**ACTION ITEM**
Could you give back exactly the lines below from the one with "Put a marker on every instance of the brown capuchin" through the one with "Put a marker on every instance of the neck", without a single picture?

**GIVEN RECORDS**
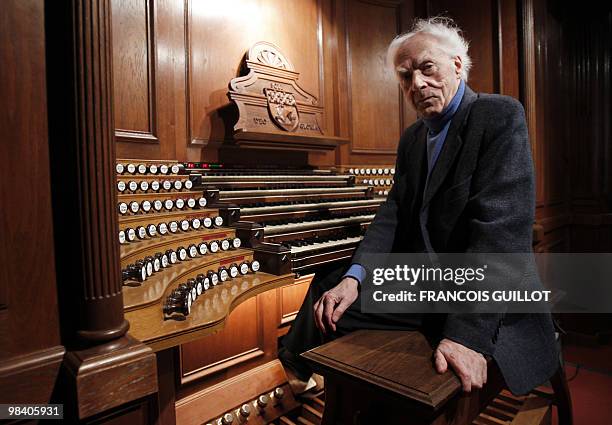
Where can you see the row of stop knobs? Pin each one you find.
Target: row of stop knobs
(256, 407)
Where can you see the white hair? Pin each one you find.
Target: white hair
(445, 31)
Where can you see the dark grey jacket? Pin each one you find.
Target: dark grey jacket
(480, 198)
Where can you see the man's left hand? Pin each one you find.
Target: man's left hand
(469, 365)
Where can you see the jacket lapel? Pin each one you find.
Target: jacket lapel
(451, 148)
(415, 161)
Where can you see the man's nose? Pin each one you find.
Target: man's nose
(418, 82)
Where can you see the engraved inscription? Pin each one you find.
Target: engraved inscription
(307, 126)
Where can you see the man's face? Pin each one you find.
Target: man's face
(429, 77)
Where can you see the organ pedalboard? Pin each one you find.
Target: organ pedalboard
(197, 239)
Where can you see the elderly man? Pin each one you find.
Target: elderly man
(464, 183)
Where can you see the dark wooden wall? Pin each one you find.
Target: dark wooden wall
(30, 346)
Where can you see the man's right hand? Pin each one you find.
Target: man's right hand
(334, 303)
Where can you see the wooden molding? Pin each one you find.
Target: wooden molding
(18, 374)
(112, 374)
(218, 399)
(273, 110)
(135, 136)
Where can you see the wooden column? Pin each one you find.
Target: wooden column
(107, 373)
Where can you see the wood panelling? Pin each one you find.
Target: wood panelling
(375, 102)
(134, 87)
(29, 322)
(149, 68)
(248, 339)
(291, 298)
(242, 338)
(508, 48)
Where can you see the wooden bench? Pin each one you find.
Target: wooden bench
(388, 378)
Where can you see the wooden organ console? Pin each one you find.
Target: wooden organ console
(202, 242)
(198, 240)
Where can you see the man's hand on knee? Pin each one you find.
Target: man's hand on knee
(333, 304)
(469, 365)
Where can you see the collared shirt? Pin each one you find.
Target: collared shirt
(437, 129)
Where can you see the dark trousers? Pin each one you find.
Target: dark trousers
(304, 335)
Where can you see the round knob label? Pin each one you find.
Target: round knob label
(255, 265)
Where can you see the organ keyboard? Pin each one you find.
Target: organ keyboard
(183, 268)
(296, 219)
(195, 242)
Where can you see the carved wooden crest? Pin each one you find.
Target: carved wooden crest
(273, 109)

--

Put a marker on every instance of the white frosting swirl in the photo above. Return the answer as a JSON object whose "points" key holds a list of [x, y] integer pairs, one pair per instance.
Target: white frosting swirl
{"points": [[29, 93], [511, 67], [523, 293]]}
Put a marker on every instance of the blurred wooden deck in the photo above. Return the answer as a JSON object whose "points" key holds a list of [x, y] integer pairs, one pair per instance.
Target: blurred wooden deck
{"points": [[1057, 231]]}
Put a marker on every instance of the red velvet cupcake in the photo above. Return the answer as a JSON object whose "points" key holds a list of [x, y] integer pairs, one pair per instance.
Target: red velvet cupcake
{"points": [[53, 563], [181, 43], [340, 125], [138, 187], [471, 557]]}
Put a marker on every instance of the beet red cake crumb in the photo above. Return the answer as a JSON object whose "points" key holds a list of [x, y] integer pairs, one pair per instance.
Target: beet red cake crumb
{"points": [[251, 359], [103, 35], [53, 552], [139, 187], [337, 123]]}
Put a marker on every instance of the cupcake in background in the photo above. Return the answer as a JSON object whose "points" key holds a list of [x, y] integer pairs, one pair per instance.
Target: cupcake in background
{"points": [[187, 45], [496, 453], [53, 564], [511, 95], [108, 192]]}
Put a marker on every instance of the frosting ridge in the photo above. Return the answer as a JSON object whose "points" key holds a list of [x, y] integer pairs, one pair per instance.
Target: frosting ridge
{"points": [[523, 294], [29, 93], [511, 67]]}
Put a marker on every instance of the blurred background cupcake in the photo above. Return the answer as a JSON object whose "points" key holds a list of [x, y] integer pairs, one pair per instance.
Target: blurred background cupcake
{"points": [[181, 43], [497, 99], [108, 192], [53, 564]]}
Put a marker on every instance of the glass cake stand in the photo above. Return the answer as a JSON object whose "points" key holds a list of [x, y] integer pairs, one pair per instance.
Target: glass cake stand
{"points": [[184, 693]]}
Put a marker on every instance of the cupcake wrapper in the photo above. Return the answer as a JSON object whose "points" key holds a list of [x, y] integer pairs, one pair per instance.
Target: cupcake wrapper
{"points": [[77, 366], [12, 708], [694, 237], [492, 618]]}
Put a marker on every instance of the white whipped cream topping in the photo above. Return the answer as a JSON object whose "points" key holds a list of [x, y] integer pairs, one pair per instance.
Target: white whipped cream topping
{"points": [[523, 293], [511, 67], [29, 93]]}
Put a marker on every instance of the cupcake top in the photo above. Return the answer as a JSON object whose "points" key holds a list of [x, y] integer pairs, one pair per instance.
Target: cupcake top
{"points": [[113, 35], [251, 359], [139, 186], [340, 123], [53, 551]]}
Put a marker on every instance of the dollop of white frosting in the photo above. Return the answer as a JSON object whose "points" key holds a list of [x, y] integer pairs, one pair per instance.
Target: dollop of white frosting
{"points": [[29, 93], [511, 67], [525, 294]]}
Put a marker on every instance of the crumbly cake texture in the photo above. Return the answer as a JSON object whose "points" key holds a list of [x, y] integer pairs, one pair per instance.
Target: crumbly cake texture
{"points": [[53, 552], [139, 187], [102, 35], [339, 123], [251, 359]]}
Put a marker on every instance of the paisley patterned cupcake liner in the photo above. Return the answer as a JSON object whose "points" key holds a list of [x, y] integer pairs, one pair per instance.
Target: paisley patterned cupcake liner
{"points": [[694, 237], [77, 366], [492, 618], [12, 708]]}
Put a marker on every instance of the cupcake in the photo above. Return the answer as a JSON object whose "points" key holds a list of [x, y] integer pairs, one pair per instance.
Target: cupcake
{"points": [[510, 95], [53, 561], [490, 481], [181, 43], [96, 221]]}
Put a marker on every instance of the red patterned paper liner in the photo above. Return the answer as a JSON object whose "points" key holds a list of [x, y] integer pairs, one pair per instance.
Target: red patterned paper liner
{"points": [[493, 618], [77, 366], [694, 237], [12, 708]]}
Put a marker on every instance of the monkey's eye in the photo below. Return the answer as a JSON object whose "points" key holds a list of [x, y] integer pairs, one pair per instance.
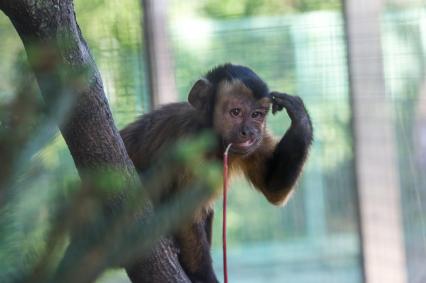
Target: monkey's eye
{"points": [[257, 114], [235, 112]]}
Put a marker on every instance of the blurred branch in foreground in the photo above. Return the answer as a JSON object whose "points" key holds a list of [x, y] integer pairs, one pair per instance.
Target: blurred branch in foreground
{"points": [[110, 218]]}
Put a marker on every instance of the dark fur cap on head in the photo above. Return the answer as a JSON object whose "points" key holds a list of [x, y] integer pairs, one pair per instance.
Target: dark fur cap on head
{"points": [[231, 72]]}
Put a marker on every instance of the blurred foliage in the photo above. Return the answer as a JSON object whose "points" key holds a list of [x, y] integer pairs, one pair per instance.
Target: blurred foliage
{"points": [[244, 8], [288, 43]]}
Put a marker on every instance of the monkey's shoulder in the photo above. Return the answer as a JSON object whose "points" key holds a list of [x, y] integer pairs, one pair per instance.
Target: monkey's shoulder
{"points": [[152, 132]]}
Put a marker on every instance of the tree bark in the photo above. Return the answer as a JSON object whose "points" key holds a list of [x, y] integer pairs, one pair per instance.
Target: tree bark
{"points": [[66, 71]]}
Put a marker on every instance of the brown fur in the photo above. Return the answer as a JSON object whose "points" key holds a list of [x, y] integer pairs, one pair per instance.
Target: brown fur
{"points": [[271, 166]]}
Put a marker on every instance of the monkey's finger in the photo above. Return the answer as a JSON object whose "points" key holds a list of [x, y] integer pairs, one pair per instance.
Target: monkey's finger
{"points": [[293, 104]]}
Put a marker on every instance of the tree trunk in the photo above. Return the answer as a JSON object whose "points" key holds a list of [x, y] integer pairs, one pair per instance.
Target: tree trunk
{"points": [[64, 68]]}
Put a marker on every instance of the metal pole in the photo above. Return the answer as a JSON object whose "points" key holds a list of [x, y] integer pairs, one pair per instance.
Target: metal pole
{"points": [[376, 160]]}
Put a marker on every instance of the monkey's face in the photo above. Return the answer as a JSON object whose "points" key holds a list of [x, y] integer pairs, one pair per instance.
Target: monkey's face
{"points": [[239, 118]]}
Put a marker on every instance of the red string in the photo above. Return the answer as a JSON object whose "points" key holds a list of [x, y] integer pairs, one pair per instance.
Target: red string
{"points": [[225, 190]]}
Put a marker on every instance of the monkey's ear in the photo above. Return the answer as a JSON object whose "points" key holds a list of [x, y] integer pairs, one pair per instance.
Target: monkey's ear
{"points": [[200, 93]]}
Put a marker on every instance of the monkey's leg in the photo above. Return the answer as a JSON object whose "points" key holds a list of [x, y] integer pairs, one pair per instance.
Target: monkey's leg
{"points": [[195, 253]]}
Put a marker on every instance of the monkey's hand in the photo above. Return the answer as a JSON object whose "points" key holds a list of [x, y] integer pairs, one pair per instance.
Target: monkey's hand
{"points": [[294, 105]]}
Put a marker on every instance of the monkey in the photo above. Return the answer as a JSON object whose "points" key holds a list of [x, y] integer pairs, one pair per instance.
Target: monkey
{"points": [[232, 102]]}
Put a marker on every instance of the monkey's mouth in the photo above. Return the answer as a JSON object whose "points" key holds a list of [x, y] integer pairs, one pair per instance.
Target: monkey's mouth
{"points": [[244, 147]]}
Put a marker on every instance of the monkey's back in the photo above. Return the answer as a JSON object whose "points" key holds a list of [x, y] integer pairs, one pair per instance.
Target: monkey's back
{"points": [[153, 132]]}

* * *

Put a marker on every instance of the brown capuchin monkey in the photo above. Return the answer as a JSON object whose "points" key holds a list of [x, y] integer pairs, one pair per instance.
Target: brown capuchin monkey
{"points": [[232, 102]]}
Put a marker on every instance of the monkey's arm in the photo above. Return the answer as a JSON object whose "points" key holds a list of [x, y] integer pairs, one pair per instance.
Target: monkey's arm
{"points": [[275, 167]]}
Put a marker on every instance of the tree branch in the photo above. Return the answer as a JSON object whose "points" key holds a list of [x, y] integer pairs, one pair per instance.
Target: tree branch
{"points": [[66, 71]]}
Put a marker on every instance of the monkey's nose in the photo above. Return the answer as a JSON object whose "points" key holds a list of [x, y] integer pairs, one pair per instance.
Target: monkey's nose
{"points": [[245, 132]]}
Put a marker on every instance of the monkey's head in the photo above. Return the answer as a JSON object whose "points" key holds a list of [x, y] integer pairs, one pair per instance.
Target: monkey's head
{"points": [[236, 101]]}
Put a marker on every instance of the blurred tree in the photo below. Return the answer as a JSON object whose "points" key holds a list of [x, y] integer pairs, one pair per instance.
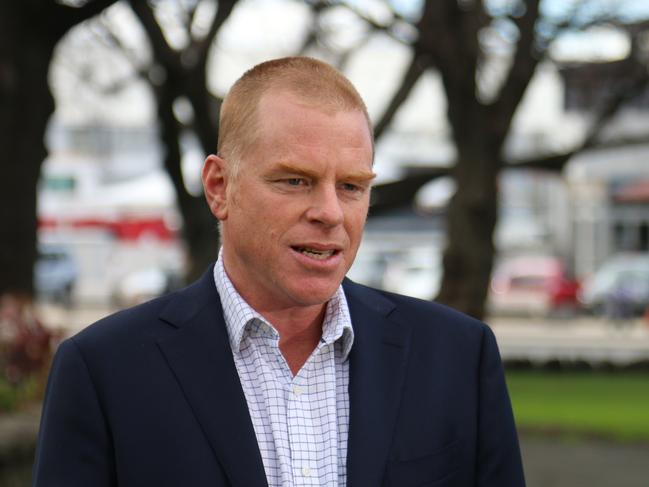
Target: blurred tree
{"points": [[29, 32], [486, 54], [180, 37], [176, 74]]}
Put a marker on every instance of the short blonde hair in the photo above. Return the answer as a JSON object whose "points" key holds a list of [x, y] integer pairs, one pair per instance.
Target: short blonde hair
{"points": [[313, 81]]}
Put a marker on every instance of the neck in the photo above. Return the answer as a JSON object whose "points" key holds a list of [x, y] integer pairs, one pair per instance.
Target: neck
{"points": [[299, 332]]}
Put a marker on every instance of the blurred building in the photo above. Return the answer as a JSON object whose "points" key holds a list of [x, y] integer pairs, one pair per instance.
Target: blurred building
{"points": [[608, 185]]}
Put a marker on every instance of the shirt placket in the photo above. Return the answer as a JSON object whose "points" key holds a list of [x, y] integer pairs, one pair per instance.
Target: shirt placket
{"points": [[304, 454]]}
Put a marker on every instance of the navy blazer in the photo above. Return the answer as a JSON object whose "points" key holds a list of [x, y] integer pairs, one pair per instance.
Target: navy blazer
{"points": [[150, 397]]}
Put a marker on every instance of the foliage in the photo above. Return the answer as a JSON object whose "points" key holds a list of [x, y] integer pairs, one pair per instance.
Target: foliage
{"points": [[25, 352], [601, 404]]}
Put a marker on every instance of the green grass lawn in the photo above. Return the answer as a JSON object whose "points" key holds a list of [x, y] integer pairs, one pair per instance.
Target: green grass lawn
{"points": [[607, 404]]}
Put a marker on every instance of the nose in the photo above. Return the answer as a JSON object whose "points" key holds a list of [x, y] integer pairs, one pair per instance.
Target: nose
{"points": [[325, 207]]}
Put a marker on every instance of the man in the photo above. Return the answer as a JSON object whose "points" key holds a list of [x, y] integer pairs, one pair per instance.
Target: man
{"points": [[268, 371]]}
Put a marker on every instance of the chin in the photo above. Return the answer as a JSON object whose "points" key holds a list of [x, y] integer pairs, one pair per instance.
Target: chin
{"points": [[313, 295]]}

**COMPLETED EXERCISE**
Put a marker on every instance of the brown capuchin monkey in the photo above. Return the answer as a JSON object whose "points" key holds a list of [x, y] integer pairs, one pair per instance.
Target: brown capuchin monkey
{"points": [[232, 102]]}
Put a marker on every instance of the monkey's arm in the photo above. Return the answer as a JSON object whose "points" key holds a list of [x, y] integer pairs, one pair per instance.
Target: monkey's arm
{"points": [[275, 167]]}
Put a marker on every instance of the tree branch in the photo above. Return the answer as a JSON object whose "points" key holds a list of [x, y] integer pairs, one pair per instance.
Target: tree branch
{"points": [[66, 71]]}
Put a marker on every instance of the monkey's nose in the photo above. Return the answer as a JSON object whose "points" key holds a list of [x, y] integer pairs, one pair per instance.
Target: monkey's nose
{"points": [[245, 132]]}
Put a marker on every instance of the monkey's head in the photo above. Return the answer as a JSON object whose "points" key holds a list of [x, y] integer pairs, one pair per instance.
Target: monkey's head
{"points": [[236, 101]]}
Put a marker on every instance of the blurred tree in the photo below. Return the answer as a JSON object whose "points" key holds a list of [x, y] integer pairs, one pair per instance.
Target: blurred tree
{"points": [[29, 32], [486, 54], [180, 37], [176, 74]]}
Put a marker on every instance of the short blonde hair in the photo above. Return the answer as a JSON object whose "points" key holds a list of [x, y] integer pairs, one pair per instance.
Target: short blonde hair
{"points": [[313, 81]]}
Put a marker on every instance of the neck in the photo above. Return the answer as a JSON object whose "points" key holds a list of [x, y] integer pairs, one pair per instance.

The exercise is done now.